## [Dataset entries]
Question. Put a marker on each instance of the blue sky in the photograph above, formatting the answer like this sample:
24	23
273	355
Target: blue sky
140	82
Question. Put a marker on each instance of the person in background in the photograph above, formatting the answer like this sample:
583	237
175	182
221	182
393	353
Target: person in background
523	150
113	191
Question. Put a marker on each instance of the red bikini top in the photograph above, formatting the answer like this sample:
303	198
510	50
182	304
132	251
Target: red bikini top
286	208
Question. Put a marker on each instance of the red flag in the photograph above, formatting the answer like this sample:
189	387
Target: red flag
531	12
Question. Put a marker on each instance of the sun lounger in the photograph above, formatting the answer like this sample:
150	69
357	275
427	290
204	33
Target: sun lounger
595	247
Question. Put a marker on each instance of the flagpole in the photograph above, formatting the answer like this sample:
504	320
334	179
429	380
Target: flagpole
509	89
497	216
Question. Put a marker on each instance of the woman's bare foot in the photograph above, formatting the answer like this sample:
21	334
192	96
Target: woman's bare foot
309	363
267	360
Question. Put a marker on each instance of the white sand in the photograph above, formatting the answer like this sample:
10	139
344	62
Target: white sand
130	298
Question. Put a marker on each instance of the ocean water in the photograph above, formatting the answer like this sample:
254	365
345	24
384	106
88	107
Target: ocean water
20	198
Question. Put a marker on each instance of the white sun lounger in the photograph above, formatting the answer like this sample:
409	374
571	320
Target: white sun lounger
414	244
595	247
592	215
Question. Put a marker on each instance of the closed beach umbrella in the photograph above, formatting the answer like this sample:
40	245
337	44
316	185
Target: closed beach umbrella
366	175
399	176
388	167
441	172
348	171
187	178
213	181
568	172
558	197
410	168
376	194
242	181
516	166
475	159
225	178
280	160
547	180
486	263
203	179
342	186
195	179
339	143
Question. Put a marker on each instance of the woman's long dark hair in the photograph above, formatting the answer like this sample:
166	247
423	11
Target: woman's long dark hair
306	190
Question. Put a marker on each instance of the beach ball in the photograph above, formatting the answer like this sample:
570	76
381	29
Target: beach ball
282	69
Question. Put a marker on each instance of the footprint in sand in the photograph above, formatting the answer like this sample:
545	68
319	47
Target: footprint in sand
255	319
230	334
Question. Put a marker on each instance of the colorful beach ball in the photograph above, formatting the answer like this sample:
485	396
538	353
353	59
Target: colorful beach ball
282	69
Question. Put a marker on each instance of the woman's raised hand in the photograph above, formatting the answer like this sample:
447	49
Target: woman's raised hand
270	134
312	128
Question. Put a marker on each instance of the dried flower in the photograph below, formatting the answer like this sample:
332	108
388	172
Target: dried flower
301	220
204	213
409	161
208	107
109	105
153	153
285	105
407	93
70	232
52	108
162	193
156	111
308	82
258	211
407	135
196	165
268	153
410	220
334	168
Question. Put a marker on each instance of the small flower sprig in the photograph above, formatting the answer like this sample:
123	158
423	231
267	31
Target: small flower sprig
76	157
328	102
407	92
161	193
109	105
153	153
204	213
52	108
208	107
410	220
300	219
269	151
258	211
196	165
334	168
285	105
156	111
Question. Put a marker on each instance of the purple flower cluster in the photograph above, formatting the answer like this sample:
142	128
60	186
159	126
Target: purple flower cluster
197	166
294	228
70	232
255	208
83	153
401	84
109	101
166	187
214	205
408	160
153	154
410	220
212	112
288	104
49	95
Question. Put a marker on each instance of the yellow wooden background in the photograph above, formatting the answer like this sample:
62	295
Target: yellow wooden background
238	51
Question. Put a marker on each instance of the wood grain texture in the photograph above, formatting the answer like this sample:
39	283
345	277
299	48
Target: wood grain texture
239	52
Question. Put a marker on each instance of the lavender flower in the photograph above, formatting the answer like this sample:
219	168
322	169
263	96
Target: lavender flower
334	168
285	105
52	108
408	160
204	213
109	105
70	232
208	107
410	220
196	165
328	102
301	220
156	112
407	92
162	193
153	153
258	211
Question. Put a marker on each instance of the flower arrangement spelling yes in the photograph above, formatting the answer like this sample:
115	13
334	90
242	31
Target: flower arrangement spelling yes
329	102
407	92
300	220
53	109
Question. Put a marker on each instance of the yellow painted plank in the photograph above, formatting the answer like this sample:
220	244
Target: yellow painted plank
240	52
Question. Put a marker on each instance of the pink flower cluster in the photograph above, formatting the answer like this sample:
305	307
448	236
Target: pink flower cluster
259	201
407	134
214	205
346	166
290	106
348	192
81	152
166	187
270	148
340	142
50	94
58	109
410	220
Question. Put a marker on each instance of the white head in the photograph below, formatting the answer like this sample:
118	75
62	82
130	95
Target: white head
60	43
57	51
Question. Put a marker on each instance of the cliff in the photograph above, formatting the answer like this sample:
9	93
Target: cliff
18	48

## [Work to be completed]
Return all of the data precisely as it appears.

## [Exercise answer]
Question. Put a marker on each instance of the blue sky in the photograph above, formatting the answer like this sample:
24	23
273	355
Target: blue sky
140	82
Question. Put a marker on each instance of the person in background in the photograph above, formatting the answer like this sample:
583	237
175	182
221	182
393	353
Target: person in background
523	150
113	191
Question. Put a marker on each instance of the red bikini top in the photograph above, formatting the answer like this sample:
303	198
510	50
182	304
132	251
Target: red bikini top
286	208
Question. Put a marker on each instance of the red flag in the photograph above, formatting the answer like this sample:
189	387
Target: red flag
531	12
Question. Put a marker on each instance of the sun lounger in the photograph above, formatting the answer like this sample:
150	69
357	275
427	290
204	33
Target: sun lounger
595	247
Question. Put a marker on each instance of the flagpole in the photograph above, formatting the answer like this sample:
504	320
334	179
429	380
Target: flagpole
509	89
497	216
Question. Put a marker on each instance of the woman's bare foot in the photograph above, formatting the answer like this sample:
21	334
192	96
Target: woman's bare foot
309	363
267	360
Question. Put a marker on each instance of the white sand in the photograph above, formatting the answer like this sample:
10	139
344	62
Target: white sand
130	298
Question. Put a marker on each instance of the ocean water in the photograph above, formatting the answer like this sample:
254	365
345	24
384	106
88	107
Target: ocean water
20	198
Question. Put a marker on each instance of the white sun lounger in the photograph above, formatting the answer like this sample:
409	374
571	320
Target: white sun lounger
414	244
595	247
592	215
Question. Put a marker on each instance of the closed beach umbrella in the photograph above, formatting the answer like this sample:
40	245
337	44
316	185
Target: closed beach umbrella
366	175
399	176
388	167
441	172
348	171
187	178
213	181
568	172
558	197
410	168
376	194
242	181
516	166
475	159
225	178
280	160
547	180
486	263
203	179
342	186
195	179
339	143
Question. Put a marker on each instance of the woman's long dark hair in the photograph above, formatting the answer like this sample:
166	247
423	11
Target: woman's long dark hair
306	190
Question. Put a marker on each instance of the beach ball in the photograph above, formatting the answer like this sample:
570	76
381	29
Target: beach ball
282	69
Question. Put a marker on each instance of the footprint in sand in the photograph above, formatting the answer like this sample:
545	68
319	47
Target: footprint in sand
255	319
230	334
Question. Put a marker on each instance of the colorful beach ball in the photograph above, formatting the answer like this sample:
485	396
538	353
353	59
Target: colorful beach ball
282	69
Question. Put a marker on each instance of the woman's raised hand in the photograph above, formatting the answer like this sample:
447	49
Target: woman's raised hand
270	134
312	128
Question. Put a marker on each instance of the dried flower in the photograph below, formatting the answer like this sample:
332	108
388	172
Target: dried flower
301	220
204	213
409	161
208	107
109	105
153	153
285	105
407	93
70	232
52	108
162	193
156	111
308	82
258	211
407	135
196	165
268	153
410	220
334	168
Question. Put a marker on each instance of the small flower sprig in the photograph above, formatting the answer like this sample:
123	158
423	231
267	31
Target: small flower sprig
76	157
328	102
407	92
161	193
109	105
153	153
204	213
52	108
208	107
410	220
300	219
269	151
258	211
196	165
334	168
285	105
156	111
Question. Put a marker on each instance of the purple flower cluster in the photograph above, formatting the answer like this sample:
142	128
60	186
159	126
Target: purple flower cluster
197	166
294	228
70	232
255	208
83	153
401	84
109	101
166	187
214	205
408	160
153	154
410	220
212	112
288	104
49	95
Question. Put a marker on each instance of the yellow wooden background in the photograph above, formatting the answer like this sample:
62	295
Target: yellow wooden background
238	51
Question. Put a marker on each instance of the wood grain texture in the photograph above, formatting the answer like this sample:
39	283
345	277
299	48
Target: wood grain texture
239	52
Question. Put a marker on each instance of the lavender flower in the photograph above, formatting the answer like this sample:
219	168
322	169
263	96
Target: lavender flower
334	168
285	105
52	108
408	160
204	213
109	105
70	232
208	107
410	220
196	165
328	102
301	220
156	112
407	92
162	193
153	153
258	211
Question. Put a marker on each instance of the flower arrangement spelling yes in the photograph above, formatting the answer like this sample:
115	13
334	90
242	31
Target: flower arrangement spelling yes
329	102
407	92
300	220
53	109
Question. Put a marker on each instance of the yellow painted plank in the photograph above, formatting the answer like this sample:
220	244
Target: yellow painted plank
240	52
Question. Put a marker on each instance of the pink flower cluster in the photograph above, formatting the answer like this sample:
305	307
448	236
Target: pink flower cluster
259	201
407	134
214	205
346	166
290	106
348	192
81	152
166	187
270	148
340	142
50	94
58	109
410	220
Question. Put a marker on each instance of the white head in the photograph below, formatting the answer like this sample:
118	75
62	82
130	95
Target: white head
60	43
57	51
Question. Put a marker on each instance of the cliff in the photograph above, formatting the answer like this sample:
9	93
Target: cliff
18	48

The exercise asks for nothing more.